:: 原文抜粋 ::
スクリバは、同僚 ベルツのように日記を残さなかった。そこで、土肥慶蔵の遺稿集(鶚軒先生遺稿集)の中の「スクリバ外科医局日誌」より東京帝國大学医科大学第一医院での若き医師たちの奮闘記の中に記述されているその後偉大な日本の外科医となる医師たちとスクリバについての文章を引用する。
明治23年当時の内科・外科は、内科がベルツ、外科がスクリバ両教師がその主任であった。第一医院に対して泉橋慈善病院の処に第二医院があり、そこには佐藤三吉、青山胤道の両教授が主任であった。
スクリバ教師外科クリニックの医局に宿直日誌があり、第一冊は明治23年12月10日~明治24年4月2日 第二冊は、明治24年4月1日~同年8月23日 第三冊は、同年8月24日~同年10月20日と同年10月21日~明治25年2月末までの日誌が残されている。
土肥慶蔵の遺稿集(鶚軒先生遺稿)には、スクリバに対しての追悼文がドイツ語で載っており、高橋日出雄の訳文。
スクリバ教授への追悼文 (1905年 皮膚科学及び泌尿器科学雑誌 5巻2頁)

:: 課題 1 ::
スクリバに関する文章のうち、「スクリバは、同僚 ベルツのよ」から下って「(1905年 皮膚科学及び泌尿器科学雑誌 5巻2頁)」に至るまでの全部を、一字も変えずに書き写してください。
:: 課題 2 ::
スクリバに関する文章が土肥慶蔵の遺稿集にある「スクリバ外科医局日誌」から引用するのはなぜか。文章に書かれた理由を1～3文で説明せよ。
行のデータはスクリバに関する文章とは無関係だ。

:: データ内容 ::
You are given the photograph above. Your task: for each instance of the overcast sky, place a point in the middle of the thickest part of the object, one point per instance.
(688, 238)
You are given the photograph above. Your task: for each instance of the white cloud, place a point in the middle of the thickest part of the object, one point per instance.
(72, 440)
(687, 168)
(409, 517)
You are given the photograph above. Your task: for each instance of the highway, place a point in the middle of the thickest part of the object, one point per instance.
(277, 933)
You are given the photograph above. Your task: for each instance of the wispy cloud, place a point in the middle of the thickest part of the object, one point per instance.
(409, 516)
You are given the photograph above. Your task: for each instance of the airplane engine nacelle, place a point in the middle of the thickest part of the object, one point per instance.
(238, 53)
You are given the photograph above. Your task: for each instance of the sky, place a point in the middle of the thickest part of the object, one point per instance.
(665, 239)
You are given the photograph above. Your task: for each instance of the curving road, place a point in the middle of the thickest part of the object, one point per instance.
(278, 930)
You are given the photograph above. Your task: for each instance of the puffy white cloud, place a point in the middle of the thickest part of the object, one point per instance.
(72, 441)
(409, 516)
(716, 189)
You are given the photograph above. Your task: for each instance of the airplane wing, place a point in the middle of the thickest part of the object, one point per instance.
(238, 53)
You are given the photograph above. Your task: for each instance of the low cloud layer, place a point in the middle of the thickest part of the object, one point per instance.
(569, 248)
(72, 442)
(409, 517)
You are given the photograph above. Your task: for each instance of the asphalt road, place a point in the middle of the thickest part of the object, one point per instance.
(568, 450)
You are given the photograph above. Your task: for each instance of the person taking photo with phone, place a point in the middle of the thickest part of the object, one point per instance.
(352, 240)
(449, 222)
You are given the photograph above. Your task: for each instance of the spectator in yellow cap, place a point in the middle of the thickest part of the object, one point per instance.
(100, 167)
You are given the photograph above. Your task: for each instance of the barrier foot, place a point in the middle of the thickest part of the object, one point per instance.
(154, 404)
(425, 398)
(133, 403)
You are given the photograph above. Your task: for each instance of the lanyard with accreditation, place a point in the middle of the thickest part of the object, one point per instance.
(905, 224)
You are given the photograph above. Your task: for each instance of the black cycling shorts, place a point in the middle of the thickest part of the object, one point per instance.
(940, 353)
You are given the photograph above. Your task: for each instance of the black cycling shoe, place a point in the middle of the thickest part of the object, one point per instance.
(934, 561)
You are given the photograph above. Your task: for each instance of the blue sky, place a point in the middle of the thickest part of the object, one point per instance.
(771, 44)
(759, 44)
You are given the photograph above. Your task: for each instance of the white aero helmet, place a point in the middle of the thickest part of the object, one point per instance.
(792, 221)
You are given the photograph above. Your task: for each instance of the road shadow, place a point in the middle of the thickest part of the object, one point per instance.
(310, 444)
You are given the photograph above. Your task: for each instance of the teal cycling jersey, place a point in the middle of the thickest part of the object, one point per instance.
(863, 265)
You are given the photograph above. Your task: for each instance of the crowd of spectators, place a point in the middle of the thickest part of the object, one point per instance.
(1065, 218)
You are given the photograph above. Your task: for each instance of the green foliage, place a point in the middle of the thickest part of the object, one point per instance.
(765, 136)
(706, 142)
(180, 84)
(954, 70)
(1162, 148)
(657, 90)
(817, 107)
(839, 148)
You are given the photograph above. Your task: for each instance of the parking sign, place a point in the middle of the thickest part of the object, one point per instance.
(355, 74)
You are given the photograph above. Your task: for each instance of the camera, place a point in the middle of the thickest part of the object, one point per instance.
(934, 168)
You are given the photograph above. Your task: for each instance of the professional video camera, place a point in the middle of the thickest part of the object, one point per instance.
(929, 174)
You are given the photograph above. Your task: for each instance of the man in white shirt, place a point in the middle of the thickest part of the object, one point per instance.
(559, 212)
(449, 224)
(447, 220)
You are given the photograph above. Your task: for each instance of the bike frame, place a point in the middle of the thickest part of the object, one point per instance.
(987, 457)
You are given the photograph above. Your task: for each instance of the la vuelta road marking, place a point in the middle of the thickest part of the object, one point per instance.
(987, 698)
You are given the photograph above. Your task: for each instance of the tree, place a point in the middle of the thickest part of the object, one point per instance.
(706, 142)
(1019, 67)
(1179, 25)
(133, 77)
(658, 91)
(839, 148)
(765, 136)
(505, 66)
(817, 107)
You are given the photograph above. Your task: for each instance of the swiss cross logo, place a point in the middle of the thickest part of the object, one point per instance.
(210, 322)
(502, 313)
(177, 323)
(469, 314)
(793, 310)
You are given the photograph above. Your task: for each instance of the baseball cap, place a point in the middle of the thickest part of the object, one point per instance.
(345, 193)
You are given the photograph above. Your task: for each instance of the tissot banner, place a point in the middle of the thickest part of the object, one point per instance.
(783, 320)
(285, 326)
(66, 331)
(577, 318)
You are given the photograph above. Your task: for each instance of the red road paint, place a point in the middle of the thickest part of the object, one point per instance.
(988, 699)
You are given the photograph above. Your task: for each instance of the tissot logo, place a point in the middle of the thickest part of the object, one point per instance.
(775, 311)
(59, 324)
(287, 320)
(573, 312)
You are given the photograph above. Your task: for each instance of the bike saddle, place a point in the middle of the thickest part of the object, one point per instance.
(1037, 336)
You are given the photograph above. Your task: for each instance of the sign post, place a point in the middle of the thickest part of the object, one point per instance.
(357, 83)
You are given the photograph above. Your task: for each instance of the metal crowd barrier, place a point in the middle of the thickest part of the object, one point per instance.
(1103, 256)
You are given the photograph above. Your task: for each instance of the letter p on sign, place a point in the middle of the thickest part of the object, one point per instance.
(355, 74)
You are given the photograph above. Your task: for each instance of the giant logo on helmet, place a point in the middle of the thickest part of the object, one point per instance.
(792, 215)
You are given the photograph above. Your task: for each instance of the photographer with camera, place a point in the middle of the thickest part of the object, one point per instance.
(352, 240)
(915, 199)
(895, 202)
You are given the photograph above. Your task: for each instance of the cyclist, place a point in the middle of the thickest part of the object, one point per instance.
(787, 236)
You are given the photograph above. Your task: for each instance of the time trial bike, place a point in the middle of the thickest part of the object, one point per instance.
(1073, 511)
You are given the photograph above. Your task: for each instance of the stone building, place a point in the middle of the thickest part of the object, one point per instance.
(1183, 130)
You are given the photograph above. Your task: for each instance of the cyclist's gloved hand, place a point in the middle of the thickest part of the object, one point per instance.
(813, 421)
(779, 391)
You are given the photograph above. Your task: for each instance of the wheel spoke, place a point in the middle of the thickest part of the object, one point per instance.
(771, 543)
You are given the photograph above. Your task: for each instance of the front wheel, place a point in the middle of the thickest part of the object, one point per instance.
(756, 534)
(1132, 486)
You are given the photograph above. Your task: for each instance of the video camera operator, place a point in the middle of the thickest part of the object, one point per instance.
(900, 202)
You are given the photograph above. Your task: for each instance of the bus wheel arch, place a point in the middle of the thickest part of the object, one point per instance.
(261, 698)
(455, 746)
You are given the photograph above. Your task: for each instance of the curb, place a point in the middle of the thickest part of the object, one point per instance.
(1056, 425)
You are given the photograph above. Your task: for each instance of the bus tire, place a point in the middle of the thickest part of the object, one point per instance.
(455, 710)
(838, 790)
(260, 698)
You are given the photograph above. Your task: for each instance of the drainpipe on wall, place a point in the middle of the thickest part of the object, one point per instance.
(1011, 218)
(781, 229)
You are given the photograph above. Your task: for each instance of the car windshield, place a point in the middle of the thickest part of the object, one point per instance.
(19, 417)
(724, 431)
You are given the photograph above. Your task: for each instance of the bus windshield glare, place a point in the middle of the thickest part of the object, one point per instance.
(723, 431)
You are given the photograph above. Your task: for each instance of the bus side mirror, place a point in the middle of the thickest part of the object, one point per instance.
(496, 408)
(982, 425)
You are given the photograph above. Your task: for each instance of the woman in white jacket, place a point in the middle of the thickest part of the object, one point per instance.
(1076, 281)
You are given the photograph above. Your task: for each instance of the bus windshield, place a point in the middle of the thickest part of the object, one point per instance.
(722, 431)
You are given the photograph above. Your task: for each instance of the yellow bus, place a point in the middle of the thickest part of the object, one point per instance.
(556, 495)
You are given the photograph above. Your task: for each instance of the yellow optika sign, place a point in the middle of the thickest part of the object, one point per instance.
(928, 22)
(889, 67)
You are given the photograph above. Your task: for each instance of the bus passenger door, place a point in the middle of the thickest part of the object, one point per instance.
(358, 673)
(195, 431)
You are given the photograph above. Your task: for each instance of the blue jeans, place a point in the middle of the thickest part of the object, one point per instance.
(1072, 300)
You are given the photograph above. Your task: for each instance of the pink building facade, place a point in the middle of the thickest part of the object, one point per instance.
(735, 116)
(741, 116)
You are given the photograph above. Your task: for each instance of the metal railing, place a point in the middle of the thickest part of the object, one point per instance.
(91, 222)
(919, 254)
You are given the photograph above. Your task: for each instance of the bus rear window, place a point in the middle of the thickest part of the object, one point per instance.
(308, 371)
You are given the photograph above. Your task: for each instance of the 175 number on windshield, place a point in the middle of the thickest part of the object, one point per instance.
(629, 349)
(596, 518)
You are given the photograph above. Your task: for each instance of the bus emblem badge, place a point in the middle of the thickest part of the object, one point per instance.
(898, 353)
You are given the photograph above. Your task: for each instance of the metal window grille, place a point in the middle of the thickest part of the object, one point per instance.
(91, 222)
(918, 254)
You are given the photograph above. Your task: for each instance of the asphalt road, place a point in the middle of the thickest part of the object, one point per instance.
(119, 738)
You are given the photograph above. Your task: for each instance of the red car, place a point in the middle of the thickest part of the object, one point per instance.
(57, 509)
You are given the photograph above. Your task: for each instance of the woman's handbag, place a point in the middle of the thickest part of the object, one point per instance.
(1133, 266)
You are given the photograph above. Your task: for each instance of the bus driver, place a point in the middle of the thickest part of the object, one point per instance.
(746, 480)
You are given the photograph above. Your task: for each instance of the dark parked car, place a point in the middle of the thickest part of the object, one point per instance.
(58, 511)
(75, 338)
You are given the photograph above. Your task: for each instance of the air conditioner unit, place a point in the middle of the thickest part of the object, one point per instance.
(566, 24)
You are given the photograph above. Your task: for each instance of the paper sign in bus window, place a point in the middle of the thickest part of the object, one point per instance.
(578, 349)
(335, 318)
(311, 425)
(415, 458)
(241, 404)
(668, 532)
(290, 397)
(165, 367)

:: 解答 1 ::
スクリバは、同僚 ベルツのように日記を残さなかった。そこで、土肥慶蔵の遺稿集(鶚軒先生遺稿集)の中の「スクリバ外科医局日誌」より東京帝國大学医科大学第一医院での若き医師たちの奮闘記の中に記述されているその後偉大な日本の外科医となる医師たちとスクリバについての文章を引用する。
明治23年当時の内科・外科は、内科がベルツ、外科がスクリバ両教師がその主任であった。第一医院に対して泉橋慈善病院の処に第二医院があり、そこには佐藤三吉、青山胤道の両教授が主任であった。
スクリバ教師外科クリニックの医局に宿直日誌があり、第一冊は明治23年12月10日~明治24年4月2日 第二冊は、明治24年4月1日~同年8月23日 第三冊は、同年8月24日~同年10月20日と同年10月21日~明治25年2月末までの日誌が残されている。
土肥慶蔵の遺稿集(鶚軒先生遺稿)には、スクリバに対しての追悼文がドイツ語で載っており、高橋日出雄の訳文。
スクリバ教授への追悼文 (1905年 皮膚科学及び泌尿器科学雑誌 5巻2頁)

:: 解答 2 ::
スクリバが同僚のベルツのように日記を残さなかったからだ。そのため、土肥慶蔵の遺稿集にある「スクリバ外科医局日誌」から、スクリバと、のちに偉大な日本の外科医となる医師たちについての記述を引用している。